◆ Set task
Output the records exactly. Include every line.
━━━━━━━━━━━━━━━━━━━━━━━━━━━━━━
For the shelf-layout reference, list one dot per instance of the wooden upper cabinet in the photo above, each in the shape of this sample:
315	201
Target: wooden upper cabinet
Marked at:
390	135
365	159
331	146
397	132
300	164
━━━━━━━━━━━━━━━━━━━━━━━━━━━━━━
◆ Completed task
For the shelf-layout reference, list one dot per instance of the wooden upper cabinet in the photo above, each in the shape of this sample:
315	201
Target: wooden upper cabinet
Marked at:
390	135
365	159
331	146
397	132
300	164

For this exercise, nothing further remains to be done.